=== What is being asked ===
All of the data is to be printed again exactly as it appears.

=== Supplied material ===
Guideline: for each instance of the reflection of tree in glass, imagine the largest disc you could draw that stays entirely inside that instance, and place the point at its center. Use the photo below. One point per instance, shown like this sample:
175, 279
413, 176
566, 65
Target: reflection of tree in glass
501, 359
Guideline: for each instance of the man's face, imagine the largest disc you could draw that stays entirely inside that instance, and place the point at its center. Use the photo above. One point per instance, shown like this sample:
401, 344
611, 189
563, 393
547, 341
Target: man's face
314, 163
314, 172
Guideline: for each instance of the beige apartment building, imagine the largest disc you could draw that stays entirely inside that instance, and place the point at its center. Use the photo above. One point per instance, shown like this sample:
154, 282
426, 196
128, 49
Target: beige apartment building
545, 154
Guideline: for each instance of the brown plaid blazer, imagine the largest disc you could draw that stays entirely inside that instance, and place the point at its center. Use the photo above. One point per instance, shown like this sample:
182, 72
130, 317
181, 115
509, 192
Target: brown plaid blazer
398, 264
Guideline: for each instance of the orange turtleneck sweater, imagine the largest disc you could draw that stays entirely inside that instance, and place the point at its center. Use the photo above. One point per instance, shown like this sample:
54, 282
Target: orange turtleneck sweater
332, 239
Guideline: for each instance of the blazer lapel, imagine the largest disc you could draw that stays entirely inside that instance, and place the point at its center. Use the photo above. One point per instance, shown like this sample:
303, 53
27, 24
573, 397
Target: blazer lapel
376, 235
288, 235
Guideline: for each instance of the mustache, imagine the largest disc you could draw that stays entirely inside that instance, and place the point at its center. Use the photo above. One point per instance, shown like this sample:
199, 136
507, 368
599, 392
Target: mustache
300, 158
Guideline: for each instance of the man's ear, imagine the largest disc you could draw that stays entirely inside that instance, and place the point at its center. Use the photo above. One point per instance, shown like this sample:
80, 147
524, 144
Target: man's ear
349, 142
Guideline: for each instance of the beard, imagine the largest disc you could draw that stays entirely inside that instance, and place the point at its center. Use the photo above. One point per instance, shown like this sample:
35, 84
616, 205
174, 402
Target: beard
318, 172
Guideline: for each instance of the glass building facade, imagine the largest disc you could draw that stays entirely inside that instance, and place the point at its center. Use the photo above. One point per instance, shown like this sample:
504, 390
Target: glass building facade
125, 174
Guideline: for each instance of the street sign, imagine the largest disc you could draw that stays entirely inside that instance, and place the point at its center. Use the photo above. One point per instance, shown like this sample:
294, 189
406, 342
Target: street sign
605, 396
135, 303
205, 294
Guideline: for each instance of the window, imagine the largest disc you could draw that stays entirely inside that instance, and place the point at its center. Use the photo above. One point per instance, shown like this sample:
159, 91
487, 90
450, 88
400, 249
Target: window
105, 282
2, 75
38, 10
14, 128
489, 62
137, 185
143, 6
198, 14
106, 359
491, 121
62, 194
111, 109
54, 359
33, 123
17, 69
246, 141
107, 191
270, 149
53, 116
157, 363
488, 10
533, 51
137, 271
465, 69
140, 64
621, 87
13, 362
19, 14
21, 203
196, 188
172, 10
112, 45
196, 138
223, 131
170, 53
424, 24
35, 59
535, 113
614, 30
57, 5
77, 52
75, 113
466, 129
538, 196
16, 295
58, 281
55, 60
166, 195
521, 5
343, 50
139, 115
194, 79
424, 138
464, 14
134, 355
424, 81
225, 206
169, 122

=== Your solution ===
Guideline: for each instance of the reflection of tree in glass, imagine the largest disc you could draw that stays entirely inside that instance, and place the point at its center. Use the photo below. One point per instance, shown like this sample:
175, 279
413, 176
566, 65
Target: reflection of tree in glass
501, 359
Guideline: for each instance of the man's face, imagine the largest disc you could draw that stays entirely inside that instance, and place the point at its center. Use the photo above. One point per instance, shown like this sample:
401, 344
611, 189
563, 393
547, 341
Target: man's face
314, 163
314, 172
Guideline: for each instance of the beige apartment building, imagine the largest disc you could draw that stays entirely inside that instance, and place the point at its center. Use the photo above. One point per instance, shown like this sample:
154, 282
426, 196
128, 49
Target: beige apartment building
545, 154
Guideline: for each instance of the brown plaid blazer, imagine the largest disc you could draw that stays entirely inside that instance, and place the point at its center. Use the photo above. One point per instance, shown like this sample:
182, 72
130, 317
181, 115
509, 192
Target: brown plaid blazer
398, 264
Guideline: for each instance of the orange turtleneck sweater, imagine the largest disc you could draw that stays entirely inside that instance, and place the point at its center. Use the photo above. One point per instance, shown like this sample:
54, 282
Target: orange turtleneck sweater
332, 239
Guideline: for each instance of the blazer lapel, imagine the largest disc you could draw that stays entirely inside that instance, and place the point at its center. Use the photo above. One point per instance, shown like this sample:
303, 53
27, 24
573, 397
Target: blazer lapel
376, 235
288, 235
Guideline: for each instance of the mustache, imagine the largest disc you could draw that stays entirely inside that instance, and place the point at its center. Use the photo above. One point per instance, shown like this sample:
199, 136
507, 368
599, 392
Target: mustache
300, 158
Guideline: for each instance of the man's ear, imagine the largest disc you could draw that stays entirely inside that instance, and place the point at its center. Use the photo above. One point per instance, shown like this sample:
80, 147
524, 144
Target: man's ear
349, 142
Guideline: for each instance of the beard, imagine the largest disc you could draw that stays entirely inside that instance, and place the point at its center. Use the photo above. One point per instance, shown like this sample:
35, 84
616, 205
174, 402
Target: beard
318, 172
Guideline: for each instance of the glass building facade, imagine the largest disc you could draw that stays entirely inside that instance, and place the point at its center. Use the photo above. One point per instance, shown like this sample:
504, 390
Target: glass building facade
125, 174
Guideline: for each instance of the street sign, imagine the largest disc you could draw that stays entirely inside that instance, and place the point at its center. Use the photo above. One point per instance, shown like this sample:
294, 189
406, 342
Target: street sign
605, 396
135, 303
205, 294
Guideline: for each instance of the window, imagine the largest disc you could draw that stays entirely inside that instance, and place the point at its center. Use the photo above. One point per instance, shown like this sample:
159, 91
487, 90
450, 88
400, 249
Target: window
105, 282
2, 75
38, 10
14, 128
489, 62
137, 185
143, 6
198, 14
106, 359
491, 121
62, 194
111, 109
54, 359
33, 123
17, 69
246, 141
107, 191
270, 149
53, 116
157, 363
488, 10
533, 51
137, 271
465, 69
140, 64
621, 87
13, 362
19, 14
21, 203
196, 188
172, 10
112, 45
196, 138
223, 131
170, 53
424, 24
35, 59
535, 113
614, 30
57, 5
77, 52
75, 113
466, 129
538, 196
16, 295
58, 281
55, 60
166, 195
521, 5
343, 50
139, 115
194, 79
424, 138
464, 14
134, 355
424, 81
225, 206
169, 122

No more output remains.